Input data Start Marker

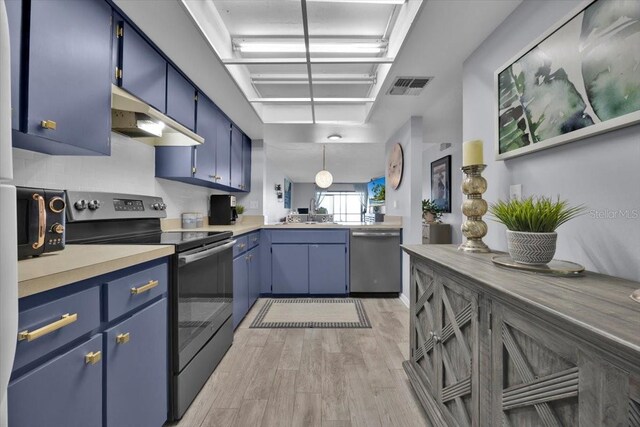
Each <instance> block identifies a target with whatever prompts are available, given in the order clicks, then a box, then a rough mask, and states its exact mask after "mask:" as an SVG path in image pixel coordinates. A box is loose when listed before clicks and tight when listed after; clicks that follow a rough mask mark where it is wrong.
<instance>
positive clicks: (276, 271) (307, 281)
mask: <svg viewBox="0 0 640 427" xmlns="http://www.w3.org/2000/svg"><path fill="white" fill-rule="evenodd" d="M271 286H272V288H273V290H272V292H273V294H308V293H309V245H296V244H292V245H289V244H283V245H272V246H271Z"/></svg>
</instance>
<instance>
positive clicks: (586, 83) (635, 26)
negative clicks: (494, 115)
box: [494, 0, 640, 160]
mask: <svg viewBox="0 0 640 427" xmlns="http://www.w3.org/2000/svg"><path fill="white" fill-rule="evenodd" d="M638 64H640V1H625V0H595V1H594V0H588V1H586V2H585V3H583V4H582V5H581V6H580V7H578V8H577V9H576V10H574V11H573V12H571V13H570V14H569V15H568V16H567V17H566V18H565V19H563V20H562V21H560V22H559V23H558V24H556V25H555V26H554V27H552V28H551V29H549V30H548V31H547V32H545V33H544V34H543V35H542V36H541V37H540V38H539V39H538V40H536V41H534V42H533V43H532V44H531V45H529V46H528V47H527V48H525V49H524V50H523V51H521V52H520V53H518V55H516V56H515V57H514V58H513V59H511V60H510V61H509V62H508V63H507V64H505V65H504V66H502V67H501V68H499V69H498V70H497V71H496V72H495V76H494V84H495V101H494V102H495V105H496V114H495V117H496V118H495V127H496V138H495V140H496V142H495V144H496V150H495V152H496V159H498V160H504V159H508V158H511V157H515V156H520V155H523V154H527V153H530V152H532V151H537V150H541V149H545V148H549V147H552V146H555V145H559V144H564V143H567V142H571V141H576V140H579V139H582V138H585V137H588V136H592V135H597V134H600V133H603V132H608V131H611V130H614V129H618V128H621V127H624V126H629V125H631V124H634V123H638V122H640V66H639V65H638Z"/></svg>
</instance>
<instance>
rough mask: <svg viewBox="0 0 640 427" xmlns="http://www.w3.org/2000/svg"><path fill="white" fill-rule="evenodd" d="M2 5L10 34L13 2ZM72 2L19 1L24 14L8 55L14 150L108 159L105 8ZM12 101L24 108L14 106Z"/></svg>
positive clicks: (55, 0) (92, 5)
mask: <svg viewBox="0 0 640 427" xmlns="http://www.w3.org/2000/svg"><path fill="white" fill-rule="evenodd" d="M8 3H10V6H9V12H10V14H11V15H10V19H11V21H12V25H11V34H13V35H15V34H16V32H17V31H19V29H18V28H17V27H16V26H15V25H14V24H15V22H16V19H17V15H16V13H17V9H18V8H19V5H16V4H15V3H19V2H17V1H10V2H8ZM72 3H73V4H72ZM72 3H70V2H68V1H66V0H49V1H32V2H29V3H25V4H29V5H30V8H29V9H28V10H27V11H26V12H27V13H28V17H25V20H27V21H23V23H24V24H28V27H27V26H26V25H25V27H24V28H23V29H22V30H23V32H22V52H21V53H22V55H19V54H18V53H16V52H15V47H16V46H15V43H20V41H19V40H17V41H13V42H12V54H11V59H12V71H13V72H14V73H15V72H17V73H19V74H18V76H14V80H13V82H14V84H13V89H14V90H13V92H15V93H14V95H13V96H12V99H13V104H14V106H16V107H18V108H19V110H20V111H19V112H18V113H19V115H20V118H19V122H20V126H19V128H20V129H19V130H20V132H14V138H13V141H14V146H15V147H18V148H24V149H27V150H33V151H40V152H43V153H48V154H61V155H69V154H72V155H96V154H109V153H110V150H111V142H110V137H111V120H110V118H111V80H110V76H111V72H112V68H111V28H112V27H111V25H112V24H111V8H110V7H109V5H108V4H107V3H106V2H104V1H102V0H87V1H81V2H72ZM26 28H28V34H27V33H25V31H24V30H25V29H26ZM18 58H20V59H18ZM18 78H19V79H20V81H18V80H16V79H18ZM16 87H20V89H21V92H20V93H19V94H18V95H16V93H18V91H16ZM15 96H19V98H13V97H15ZM18 99H21V100H23V101H24V102H23V103H21V104H19V105H18V104H17V100H18ZM15 113H16V111H15V110H14V114H15ZM12 118H13V119H14V120H15V119H16V117H15V115H12ZM14 126H15V121H14Z"/></svg>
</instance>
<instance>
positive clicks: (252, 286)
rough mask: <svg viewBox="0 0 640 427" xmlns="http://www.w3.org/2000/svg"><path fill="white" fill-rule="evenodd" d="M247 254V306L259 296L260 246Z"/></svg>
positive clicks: (249, 304)
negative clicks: (248, 276)
mask: <svg viewBox="0 0 640 427" xmlns="http://www.w3.org/2000/svg"><path fill="white" fill-rule="evenodd" d="M247 255H248V256H249V308H251V307H252V306H253V304H254V303H255V302H256V300H257V299H258V297H259V296H260V247H259V246H256V247H254V248H253V249H251V250H250V251H249V252H247Z"/></svg>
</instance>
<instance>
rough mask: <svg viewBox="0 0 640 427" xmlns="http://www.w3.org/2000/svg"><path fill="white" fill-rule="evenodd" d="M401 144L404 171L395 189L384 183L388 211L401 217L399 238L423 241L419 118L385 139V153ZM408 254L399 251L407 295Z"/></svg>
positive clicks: (421, 131) (413, 118) (402, 285)
mask: <svg viewBox="0 0 640 427" xmlns="http://www.w3.org/2000/svg"><path fill="white" fill-rule="evenodd" d="M397 142H399V143H400V145H402V150H403V153H404V173H403V177H402V182H401V183H400V186H399V187H398V189H397V190H394V189H393V188H391V187H390V185H389V182H388V181H387V183H386V189H385V193H386V194H385V195H386V201H385V204H386V208H387V215H395V216H401V217H402V228H403V230H402V242H403V243H404V244H421V243H422V207H421V198H420V197H421V196H422V186H423V176H422V175H423V174H422V151H423V145H422V118H421V117H411V119H409V121H407V122H406V123H405V124H404V125H403V126H402V127H401V128H400V129H399V130H398V131H396V133H395V134H394V135H393V136H392V137H391V138H390V139H389V140H388V141H387V143H386V157H387V158H388V155H389V152H390V151H391V148H392V147H393V145H395V143H397ZM409 271H410V270H409V256H408V255H407V254H405V253H403V255H402V293H403V294H404V295H405V296H406V297H407V298H409Z"/></svg>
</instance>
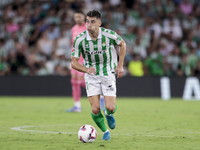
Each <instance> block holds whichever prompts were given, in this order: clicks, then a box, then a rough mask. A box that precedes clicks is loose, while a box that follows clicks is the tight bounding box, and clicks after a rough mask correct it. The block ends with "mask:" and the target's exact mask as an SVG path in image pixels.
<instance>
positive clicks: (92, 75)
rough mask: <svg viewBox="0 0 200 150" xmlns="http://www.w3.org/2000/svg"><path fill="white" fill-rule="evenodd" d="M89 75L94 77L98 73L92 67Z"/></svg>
mask: <svg viewBox="0 0 200 150" xmlns="http://www.w3.org/2000/svg"><path fill="white" fill-rule="evenodd" d="M87 73H88V74H90V75H92V76H94V75H95V74H96V73H97V72H96V69H95V68H94V67H90V68H88V69H87Z"/></svg>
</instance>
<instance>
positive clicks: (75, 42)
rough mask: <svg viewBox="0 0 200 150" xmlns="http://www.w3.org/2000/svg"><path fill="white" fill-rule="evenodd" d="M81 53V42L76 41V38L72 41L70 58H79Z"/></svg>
mask: <svg viewBox="0 0 200 150" xmlns="http://www.w3.org/2000/svg"><path fill="white" fill-rule="evenodd" d="M81 52H82V46H81V42H80V40H78V38H76V39H75V40H74V45H73V48H72V56H73V57H78V58H79V57H80V56H81Z"/></svg>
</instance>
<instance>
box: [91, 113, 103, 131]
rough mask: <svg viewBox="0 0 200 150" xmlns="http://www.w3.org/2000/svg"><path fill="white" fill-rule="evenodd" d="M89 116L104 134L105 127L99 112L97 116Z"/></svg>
mask: <svg viewBox="0 0 200 150" xmlns="http://www.w3.org/2000/svg"><path fill="white" fill-rule="evenodd" d="M91 116H92V119H93V120H94V122H95V123H96V125H97V126H98V127H99V128H100V129H101V131H103V132H105V131H106V130H107V127H106V125H105V122H104V117H103V115H102V114H101V112H100V113H99V114H98V115H94V114H93V113H92V112H91Z"/></svg>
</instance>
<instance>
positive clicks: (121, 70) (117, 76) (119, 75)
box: [115, 65, 124, 78]
mask: <svg viewBox="0 0 200 150" xmlns="http://www.w3.org/2000/svg"><path fill="white" fill-rule="evenodd" d="M115 73H116V74H117V78H121V77H123V75H124V68H123V66H119V65H118V66H117V67H116V68H115Z"/></svg>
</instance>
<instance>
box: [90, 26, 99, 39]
mask: <svg viewBox="0 0 200 150" xmlns="http://www.w3.org/2000/svg"><path fill="white" fill-rule="evenodd" d="M89 35H90V37H91V38H92V39H93V40H94V41H96V39H97V38H98V36H99V29H98V30H97V31H95V32H89Z"/></svg>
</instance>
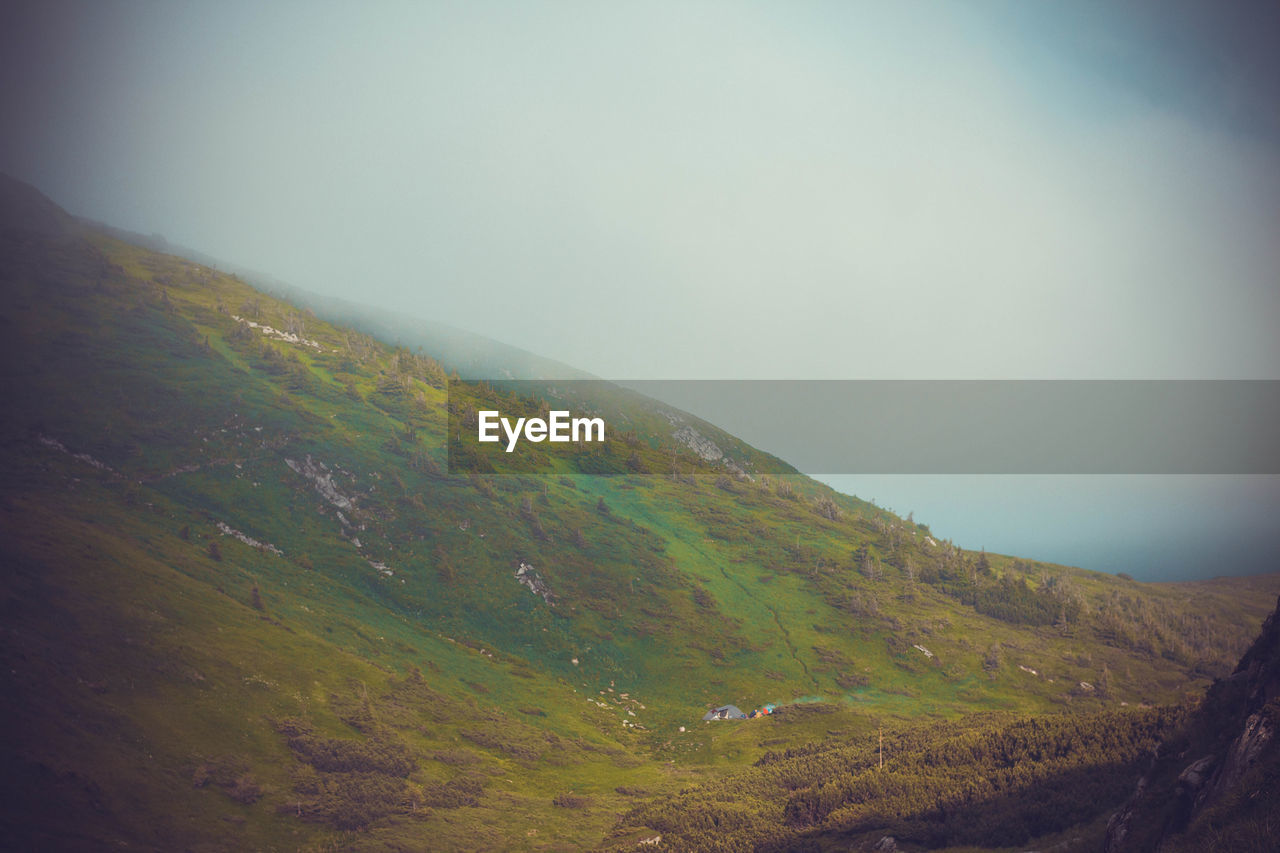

Input data End Marker

→ **Directions**
Tally the lines of the rows above that contain the string "image". Give only the resulting number.

→ **Result for this exercise**
2